— GIVEN ENTRIES —
::::

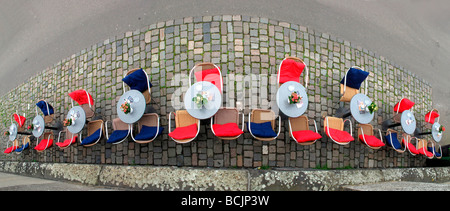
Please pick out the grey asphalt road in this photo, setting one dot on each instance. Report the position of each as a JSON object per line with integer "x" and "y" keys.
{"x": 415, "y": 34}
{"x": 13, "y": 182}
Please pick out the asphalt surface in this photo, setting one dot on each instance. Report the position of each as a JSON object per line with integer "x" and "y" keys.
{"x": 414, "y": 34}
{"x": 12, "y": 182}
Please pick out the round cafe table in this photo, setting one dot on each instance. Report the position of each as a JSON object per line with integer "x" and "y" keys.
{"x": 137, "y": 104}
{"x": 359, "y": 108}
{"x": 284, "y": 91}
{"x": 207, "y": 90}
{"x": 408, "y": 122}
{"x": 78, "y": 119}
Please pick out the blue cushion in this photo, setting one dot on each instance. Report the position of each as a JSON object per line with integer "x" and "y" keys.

::::

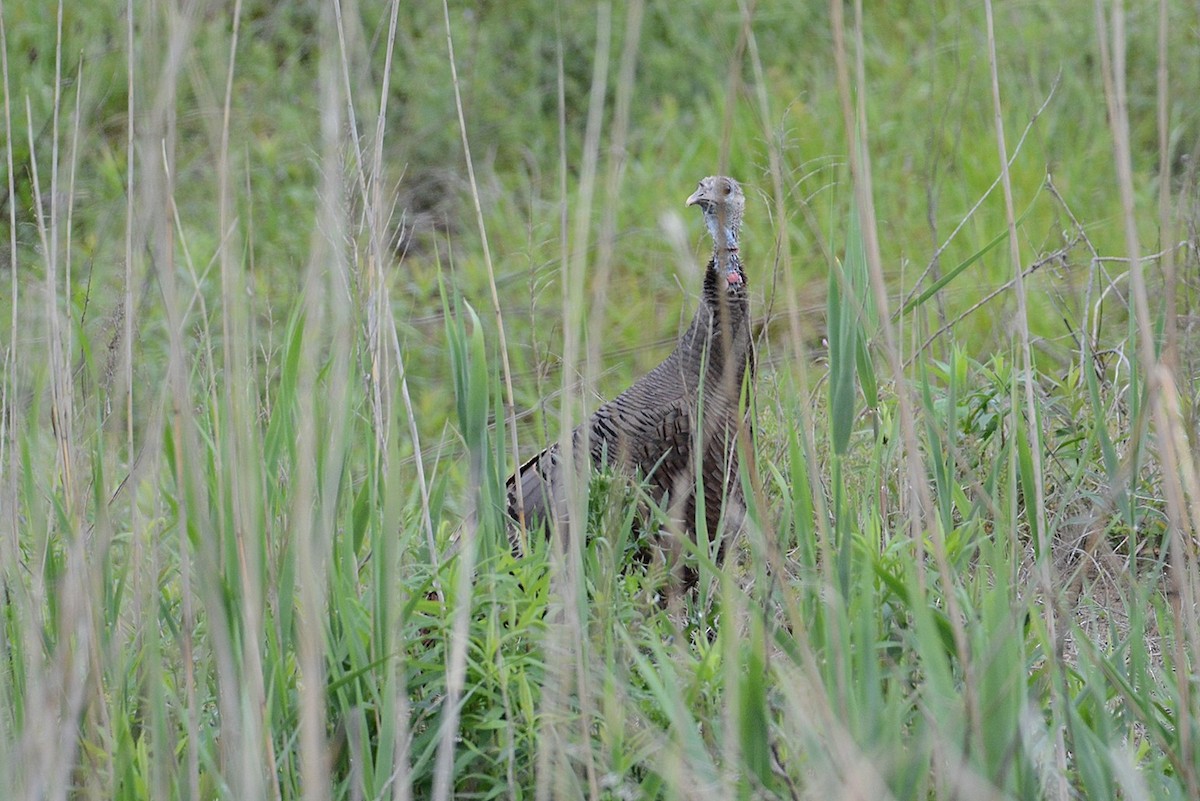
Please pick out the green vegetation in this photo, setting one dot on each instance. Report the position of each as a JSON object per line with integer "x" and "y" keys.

::::

State how many lines of the listing above contain the string "each", treating uppercase and lowercase as different, and reply with that number only.

5